Massachusetts General Hospital Ragon Building [Image: NBBJ]


The 1.2 million-square-foot expansion of the Massachusetts General Hospital campus, Harvard University’s teaching hospital, and a critical care center for the region, broke ground in 2023 and should begin opening in 2027. It was designed to cut emissions by 90%, be powered by 100% renewable energy, and will be fully electric when it’s finished. Part of the design challenge of achieving that for such a large, always-on environment was reducing waste heat and energy. Medical centers, typically nonprofit, operate on low margins, so any long-term energy savings constitutes a big benefit.

The design team, seeking to significantly reduce the number of windows to make the building envelope more efficient, used VR simulations to position bay windows in patient rooms to maximize lighting and views, and allowed clinicians to weigh in on window location. The effort cut the ratio of windows to wall space on the exterior by two-thirds compared to a traditional design, a big energy saver, since windows tend to insulate much worse than walls. In addition, all the patient rooms, which needed windows for patient comfort, were placed on higher floors, while those without need for outdoor views, like operating rooms, went on lower levels, to reduce light and glare on neighboring residential streets.

Innovation Phase III [Image: SGA]

Innovation Phase III, which is part of an industrial part of the city’s port, will open this year for Vertex Pharmaceuticals. It was able to achieve LEED Platinum certification and LEED Zero Carbon Certification, the first lab building in the city to do so, said Joseph Mamayek, SGA Principal. The 320,000 square foot facility, 60% of which is lab and research space, will feature a more energy-efficient, well-insulated building envelope with fewer windows and electrification of heat pumps and plumbing, as well as limited use of rooftop solar. The V-shaped structure has also been sited in a way that provides additional harbor views and maximizes natural lighting to reduce energy usage.

Innovation Phase III [Image: SGA]

“We wanted to do a lot that works passively and not create a mechanical system that overrides it,” said Mamayek. “Good planning provides wonderful spaces with additional interventions.’

There has been significant movement by industry peers: life science development leaders like Longfellow and Alexandria Real Estate Equities have been tracking and implementing new design strategies to cut carbon emissions for years, while the forthcoming Ridgeway Science & Tech project in Boulder, Colorado, aims to be 100% electric. SGA has even drawn up plans for a proposed mass timber lab building, which would help cut the embodied carbon of future research facilities.

Referring expression pointing data
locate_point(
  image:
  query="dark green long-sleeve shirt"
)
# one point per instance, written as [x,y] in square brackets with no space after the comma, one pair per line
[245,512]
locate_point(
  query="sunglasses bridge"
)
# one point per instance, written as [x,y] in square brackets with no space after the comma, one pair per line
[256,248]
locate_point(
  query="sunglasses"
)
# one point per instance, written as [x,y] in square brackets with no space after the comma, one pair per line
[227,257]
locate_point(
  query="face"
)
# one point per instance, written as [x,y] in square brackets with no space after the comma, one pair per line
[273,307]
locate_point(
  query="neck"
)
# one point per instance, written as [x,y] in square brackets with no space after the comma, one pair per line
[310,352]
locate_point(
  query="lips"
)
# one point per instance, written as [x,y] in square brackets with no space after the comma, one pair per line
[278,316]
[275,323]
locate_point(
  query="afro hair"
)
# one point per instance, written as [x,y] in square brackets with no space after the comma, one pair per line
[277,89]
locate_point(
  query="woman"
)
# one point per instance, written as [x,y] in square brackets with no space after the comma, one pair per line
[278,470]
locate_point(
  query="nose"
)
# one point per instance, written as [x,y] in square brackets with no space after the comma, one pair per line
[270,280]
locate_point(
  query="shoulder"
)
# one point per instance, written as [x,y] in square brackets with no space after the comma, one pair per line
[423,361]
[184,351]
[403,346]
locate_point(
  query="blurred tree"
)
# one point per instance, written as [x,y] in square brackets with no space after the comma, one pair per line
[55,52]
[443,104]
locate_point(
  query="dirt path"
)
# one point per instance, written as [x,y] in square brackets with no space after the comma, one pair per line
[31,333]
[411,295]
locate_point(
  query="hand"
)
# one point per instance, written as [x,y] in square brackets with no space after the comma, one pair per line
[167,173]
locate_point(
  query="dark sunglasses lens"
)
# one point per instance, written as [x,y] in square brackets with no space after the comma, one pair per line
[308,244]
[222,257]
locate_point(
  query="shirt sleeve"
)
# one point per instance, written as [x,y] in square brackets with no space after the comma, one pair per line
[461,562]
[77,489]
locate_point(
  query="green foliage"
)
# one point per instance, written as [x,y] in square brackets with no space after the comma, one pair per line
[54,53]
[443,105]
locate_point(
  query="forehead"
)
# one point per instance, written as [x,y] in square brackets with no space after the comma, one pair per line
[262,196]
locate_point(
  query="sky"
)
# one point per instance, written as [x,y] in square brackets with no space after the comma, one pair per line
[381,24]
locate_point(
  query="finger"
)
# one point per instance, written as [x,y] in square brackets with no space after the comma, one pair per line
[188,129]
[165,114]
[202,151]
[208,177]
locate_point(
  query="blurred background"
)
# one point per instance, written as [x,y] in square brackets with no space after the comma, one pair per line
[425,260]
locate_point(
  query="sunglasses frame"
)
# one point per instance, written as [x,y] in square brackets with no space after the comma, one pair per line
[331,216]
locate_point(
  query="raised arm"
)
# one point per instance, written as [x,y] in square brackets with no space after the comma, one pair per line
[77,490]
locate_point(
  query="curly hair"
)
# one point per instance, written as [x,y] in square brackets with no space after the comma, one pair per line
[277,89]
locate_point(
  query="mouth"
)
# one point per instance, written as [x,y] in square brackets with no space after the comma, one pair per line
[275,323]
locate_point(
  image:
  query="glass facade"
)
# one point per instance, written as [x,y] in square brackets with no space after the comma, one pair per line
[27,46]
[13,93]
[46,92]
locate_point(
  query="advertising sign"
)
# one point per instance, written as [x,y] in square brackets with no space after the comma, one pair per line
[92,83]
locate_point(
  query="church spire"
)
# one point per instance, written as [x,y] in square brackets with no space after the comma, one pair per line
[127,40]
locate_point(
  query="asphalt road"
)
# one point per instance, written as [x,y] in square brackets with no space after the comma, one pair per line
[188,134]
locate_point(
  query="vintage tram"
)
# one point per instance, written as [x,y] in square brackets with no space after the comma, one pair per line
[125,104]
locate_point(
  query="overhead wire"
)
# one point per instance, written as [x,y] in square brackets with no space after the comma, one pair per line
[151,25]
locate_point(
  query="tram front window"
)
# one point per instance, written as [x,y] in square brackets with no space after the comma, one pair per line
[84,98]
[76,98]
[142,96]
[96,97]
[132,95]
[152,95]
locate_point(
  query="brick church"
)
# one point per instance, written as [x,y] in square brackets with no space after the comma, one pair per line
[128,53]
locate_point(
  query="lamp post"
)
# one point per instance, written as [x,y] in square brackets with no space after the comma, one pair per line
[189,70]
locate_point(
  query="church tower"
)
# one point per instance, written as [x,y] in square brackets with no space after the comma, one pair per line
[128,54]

__Aim of the task__
In the piece on energy-efficient hospital and lab buildings, copy the text from "Innovation Phase III, which" up to and including "reduce energy usage.".

__Finished exercise__
Innovation Phase III, which is part of an industrial part of the city’s port, will open this year for Vertex Pharmaceuticals. It was able to achieve LEED Platinum certification and LEED Zero Carbon Certification, the first lab building in the city to do so, said Joseph Mamayek, SGA Principal. The 320,000 square foot facility, 60% of which is lab and research space, will feature a more energy-efficient, well-insulated building envelope with fewer windows and electrification of heat pumps and plumbing, as well as limited use of rooftop solar. The V-shaped structure has also been sited in a way that provides additional harbor views and maximizes natural lighting to reduce energy usage.